● Listed records
========================

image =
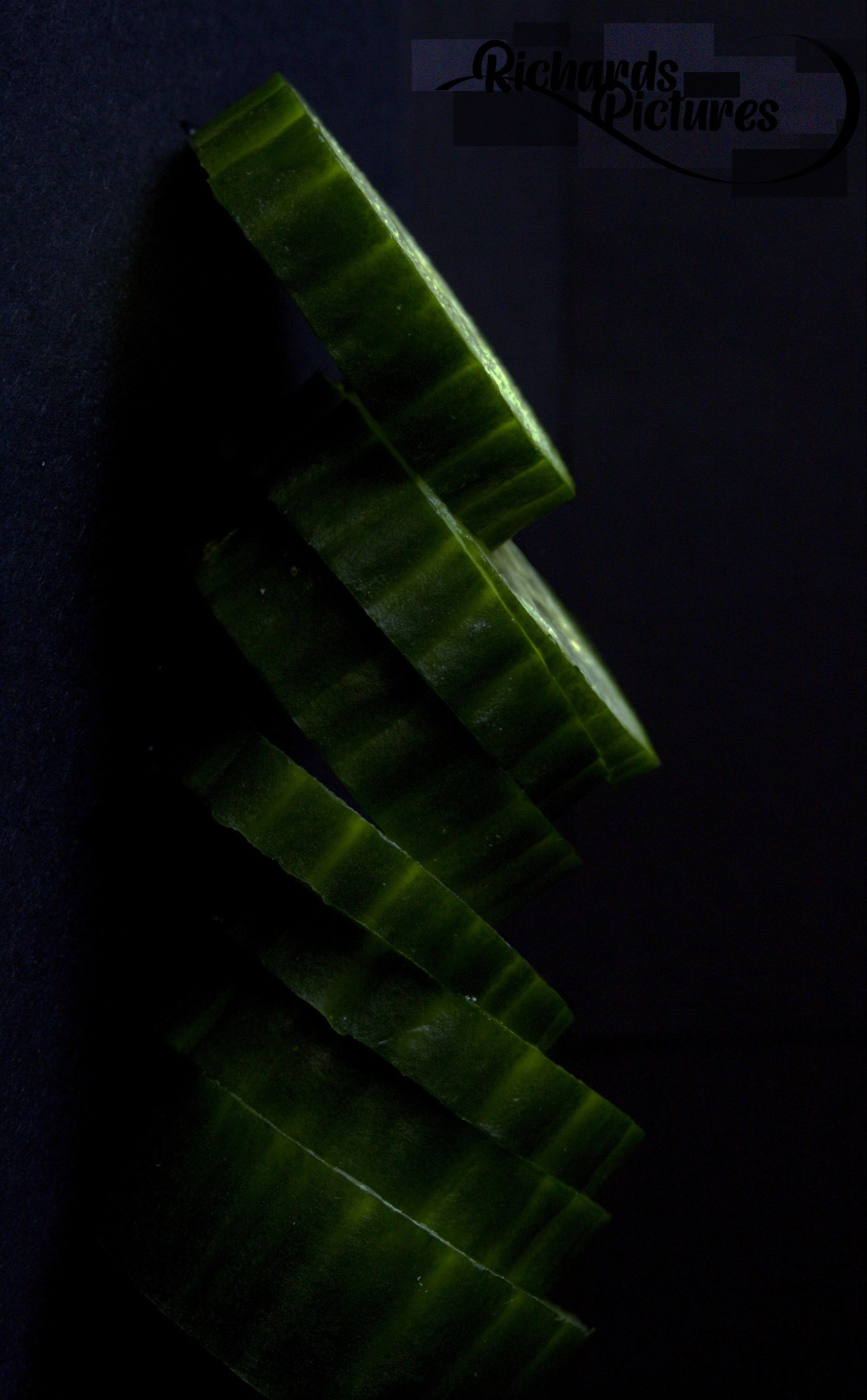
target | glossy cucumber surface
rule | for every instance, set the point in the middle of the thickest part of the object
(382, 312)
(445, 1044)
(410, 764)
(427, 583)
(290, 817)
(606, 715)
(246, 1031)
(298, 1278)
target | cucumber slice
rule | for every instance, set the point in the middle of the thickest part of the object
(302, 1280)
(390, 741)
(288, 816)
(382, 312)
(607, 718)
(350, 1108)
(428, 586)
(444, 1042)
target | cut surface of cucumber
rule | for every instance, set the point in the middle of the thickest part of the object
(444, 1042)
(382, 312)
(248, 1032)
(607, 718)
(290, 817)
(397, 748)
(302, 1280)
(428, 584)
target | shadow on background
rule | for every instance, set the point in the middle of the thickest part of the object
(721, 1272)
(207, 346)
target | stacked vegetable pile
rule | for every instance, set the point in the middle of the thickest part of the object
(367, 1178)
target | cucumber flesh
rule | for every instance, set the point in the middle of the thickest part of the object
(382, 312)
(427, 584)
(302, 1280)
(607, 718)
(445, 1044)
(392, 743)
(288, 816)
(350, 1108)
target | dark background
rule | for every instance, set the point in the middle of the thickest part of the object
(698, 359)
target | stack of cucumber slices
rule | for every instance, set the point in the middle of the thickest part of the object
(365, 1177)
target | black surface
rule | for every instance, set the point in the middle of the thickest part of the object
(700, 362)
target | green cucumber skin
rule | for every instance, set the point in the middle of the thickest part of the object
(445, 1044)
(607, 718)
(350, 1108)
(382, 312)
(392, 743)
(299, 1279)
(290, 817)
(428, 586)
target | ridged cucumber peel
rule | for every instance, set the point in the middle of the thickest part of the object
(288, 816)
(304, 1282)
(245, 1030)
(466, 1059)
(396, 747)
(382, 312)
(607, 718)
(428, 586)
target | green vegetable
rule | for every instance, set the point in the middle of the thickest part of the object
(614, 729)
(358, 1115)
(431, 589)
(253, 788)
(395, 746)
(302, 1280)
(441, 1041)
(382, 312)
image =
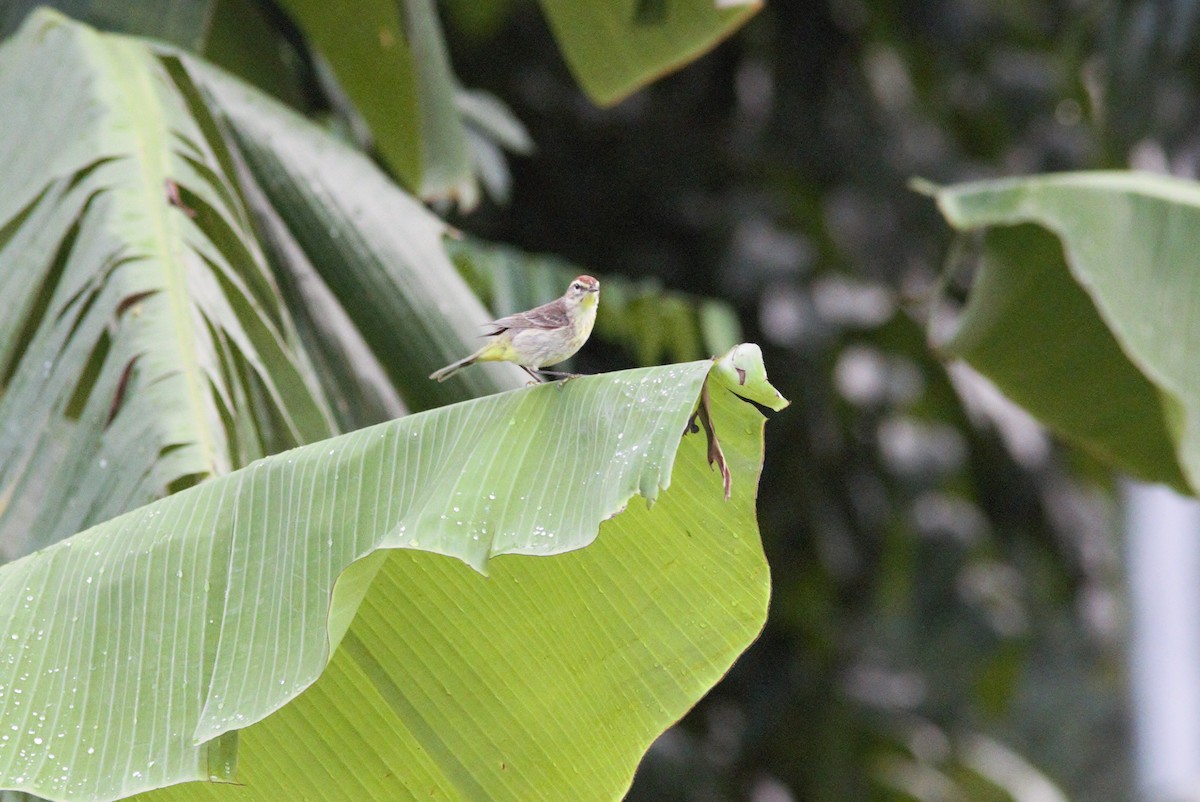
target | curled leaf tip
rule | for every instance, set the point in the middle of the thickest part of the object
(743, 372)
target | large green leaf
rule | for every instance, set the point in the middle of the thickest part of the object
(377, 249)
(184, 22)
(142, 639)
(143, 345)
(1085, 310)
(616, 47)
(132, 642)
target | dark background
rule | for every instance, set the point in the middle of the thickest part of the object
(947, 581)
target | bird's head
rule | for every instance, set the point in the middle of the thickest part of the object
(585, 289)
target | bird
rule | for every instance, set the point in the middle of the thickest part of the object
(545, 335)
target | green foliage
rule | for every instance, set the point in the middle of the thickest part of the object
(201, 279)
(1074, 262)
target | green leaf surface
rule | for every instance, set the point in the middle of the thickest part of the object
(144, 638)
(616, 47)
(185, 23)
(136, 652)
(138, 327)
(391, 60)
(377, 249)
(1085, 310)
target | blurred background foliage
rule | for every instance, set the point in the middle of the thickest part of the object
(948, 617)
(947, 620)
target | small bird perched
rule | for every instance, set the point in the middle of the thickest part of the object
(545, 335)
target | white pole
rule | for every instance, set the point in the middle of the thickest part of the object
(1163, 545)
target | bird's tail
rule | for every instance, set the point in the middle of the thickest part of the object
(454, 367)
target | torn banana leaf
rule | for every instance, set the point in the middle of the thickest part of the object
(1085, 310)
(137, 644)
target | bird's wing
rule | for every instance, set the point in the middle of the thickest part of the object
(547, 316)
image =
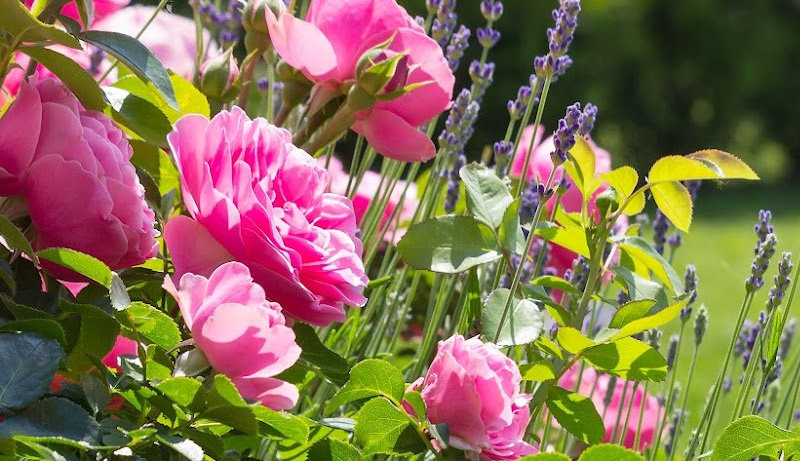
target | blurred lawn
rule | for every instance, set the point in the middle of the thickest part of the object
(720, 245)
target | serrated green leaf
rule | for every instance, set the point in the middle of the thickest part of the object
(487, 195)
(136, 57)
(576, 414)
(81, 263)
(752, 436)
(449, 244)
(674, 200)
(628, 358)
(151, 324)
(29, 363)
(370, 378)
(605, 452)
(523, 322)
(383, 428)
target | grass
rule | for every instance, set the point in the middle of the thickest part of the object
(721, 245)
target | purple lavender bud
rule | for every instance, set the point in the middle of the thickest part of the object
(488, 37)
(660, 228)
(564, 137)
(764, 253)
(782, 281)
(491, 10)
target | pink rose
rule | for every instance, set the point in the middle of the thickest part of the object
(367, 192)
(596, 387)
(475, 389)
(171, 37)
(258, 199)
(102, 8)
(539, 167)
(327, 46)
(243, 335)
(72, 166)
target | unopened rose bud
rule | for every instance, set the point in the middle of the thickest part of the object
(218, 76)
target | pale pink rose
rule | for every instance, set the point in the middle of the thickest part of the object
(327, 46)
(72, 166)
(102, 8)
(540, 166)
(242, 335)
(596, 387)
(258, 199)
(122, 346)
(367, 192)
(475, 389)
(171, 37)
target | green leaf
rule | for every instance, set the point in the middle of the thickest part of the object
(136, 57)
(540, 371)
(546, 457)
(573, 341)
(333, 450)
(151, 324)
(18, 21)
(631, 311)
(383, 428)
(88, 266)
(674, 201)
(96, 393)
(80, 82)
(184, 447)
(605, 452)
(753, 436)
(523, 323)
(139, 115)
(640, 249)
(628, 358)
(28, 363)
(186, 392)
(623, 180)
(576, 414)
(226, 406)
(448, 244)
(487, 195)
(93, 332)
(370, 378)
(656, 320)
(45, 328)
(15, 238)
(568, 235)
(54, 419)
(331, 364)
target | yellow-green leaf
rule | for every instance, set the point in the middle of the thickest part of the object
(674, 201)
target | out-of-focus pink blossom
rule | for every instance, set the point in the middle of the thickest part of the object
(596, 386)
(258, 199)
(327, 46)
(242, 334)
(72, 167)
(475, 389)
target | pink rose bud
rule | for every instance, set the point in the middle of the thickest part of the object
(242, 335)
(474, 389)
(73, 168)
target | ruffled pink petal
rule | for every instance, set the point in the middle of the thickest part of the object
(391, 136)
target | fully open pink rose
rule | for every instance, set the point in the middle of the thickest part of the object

========================

● Work to be completed
Nothing outside the span should appear: transcribe the lines from the one containing "target | yellow-green leaf" through the last line of the records.

● Solved problem
target | yellow-green leaf
rule | for every instance, set the point in the middle of the thickest part of the object
(674, 201)
target | out-of-focus pink blossom
rule | for every instance, set the point in the middle of the thickest part of the object
(596, 386)
(258, 199)
(327, 46)
(242, 334)
(72, 167)
(475, 389)
target | pink rose bud
rule | for every instance, set the point in the middle of the thickest part of the object
(242, 335)
(474, 389)
(73, 168)
target | ruffled pink petal
rule | for every instance, set the point in the middle of the thickest part of the object
(391, 136)
target | fully open pink rose
rule | for every instance, set the point in the middle of the thickest part of the object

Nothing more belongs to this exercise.